● **Written request**
Update the entries from the line with "Could you please identify the birch" through the last one, changing "meadow" to "grassy field" and leaving everything else unchanged.

● **Records for the task**

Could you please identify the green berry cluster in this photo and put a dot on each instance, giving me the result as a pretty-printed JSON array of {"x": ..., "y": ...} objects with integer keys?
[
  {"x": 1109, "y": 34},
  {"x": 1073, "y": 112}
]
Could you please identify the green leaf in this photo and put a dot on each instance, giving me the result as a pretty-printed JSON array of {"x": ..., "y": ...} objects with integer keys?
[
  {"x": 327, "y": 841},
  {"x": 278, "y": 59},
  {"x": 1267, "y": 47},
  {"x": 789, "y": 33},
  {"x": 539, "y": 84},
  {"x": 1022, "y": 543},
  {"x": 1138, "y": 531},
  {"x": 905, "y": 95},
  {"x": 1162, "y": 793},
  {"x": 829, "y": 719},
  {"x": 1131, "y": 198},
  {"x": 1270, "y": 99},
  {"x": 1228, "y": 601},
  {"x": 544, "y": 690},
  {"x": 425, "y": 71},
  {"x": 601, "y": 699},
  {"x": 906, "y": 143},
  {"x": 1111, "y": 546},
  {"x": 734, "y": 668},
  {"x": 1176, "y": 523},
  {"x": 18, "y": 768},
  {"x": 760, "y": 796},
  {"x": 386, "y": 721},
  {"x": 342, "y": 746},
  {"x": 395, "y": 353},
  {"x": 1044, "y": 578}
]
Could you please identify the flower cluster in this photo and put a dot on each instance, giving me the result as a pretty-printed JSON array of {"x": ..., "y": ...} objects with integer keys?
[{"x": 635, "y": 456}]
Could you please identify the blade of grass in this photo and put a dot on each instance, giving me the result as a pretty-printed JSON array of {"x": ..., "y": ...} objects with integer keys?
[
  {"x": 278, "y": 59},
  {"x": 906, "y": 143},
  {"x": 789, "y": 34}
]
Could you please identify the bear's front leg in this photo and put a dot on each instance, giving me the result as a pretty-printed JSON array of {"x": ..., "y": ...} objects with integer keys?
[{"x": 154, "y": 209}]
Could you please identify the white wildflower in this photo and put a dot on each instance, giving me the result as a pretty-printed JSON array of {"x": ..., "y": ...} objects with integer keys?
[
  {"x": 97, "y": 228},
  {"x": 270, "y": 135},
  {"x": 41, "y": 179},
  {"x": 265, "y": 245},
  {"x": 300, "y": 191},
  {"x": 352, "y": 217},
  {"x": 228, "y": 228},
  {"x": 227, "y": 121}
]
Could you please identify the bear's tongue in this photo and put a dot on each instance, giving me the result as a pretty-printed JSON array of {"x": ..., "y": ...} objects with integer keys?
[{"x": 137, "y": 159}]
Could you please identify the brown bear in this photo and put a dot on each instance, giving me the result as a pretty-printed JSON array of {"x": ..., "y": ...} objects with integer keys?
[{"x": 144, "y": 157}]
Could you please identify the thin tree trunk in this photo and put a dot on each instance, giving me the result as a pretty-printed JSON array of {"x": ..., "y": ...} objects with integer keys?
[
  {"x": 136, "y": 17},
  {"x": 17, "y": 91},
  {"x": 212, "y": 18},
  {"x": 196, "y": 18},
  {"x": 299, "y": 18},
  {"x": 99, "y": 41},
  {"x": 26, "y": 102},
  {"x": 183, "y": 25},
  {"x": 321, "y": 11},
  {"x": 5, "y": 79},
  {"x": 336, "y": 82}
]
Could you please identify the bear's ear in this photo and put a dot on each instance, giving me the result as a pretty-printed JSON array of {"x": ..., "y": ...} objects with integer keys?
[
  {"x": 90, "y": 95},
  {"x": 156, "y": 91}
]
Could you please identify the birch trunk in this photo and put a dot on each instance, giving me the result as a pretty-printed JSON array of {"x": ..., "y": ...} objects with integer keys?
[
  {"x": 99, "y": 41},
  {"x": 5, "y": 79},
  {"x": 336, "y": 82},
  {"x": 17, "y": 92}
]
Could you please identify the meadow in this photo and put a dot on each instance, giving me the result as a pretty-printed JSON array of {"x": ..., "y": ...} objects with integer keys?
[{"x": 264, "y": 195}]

● **Full answer**
Could you please identify the birch trunk in this photo and put a dot on each instance, giving me the result as a pretty-printed JSON array of {"x": ..., "y": ...} objects with integer keys?
[
  {"x": 99, "y": 41},
  {"x": 5, "y": 79},
  {"x": 336, "y": 82},
  {"x": 17, "y": 92}
]
Could you please identify the grassy field in this photo and put a dot on each instance, giving me the result as a pretty-printed JSON array of {"x": ..., "y": ...} objects with integer keys?
[{"x": 264, "y": 195}]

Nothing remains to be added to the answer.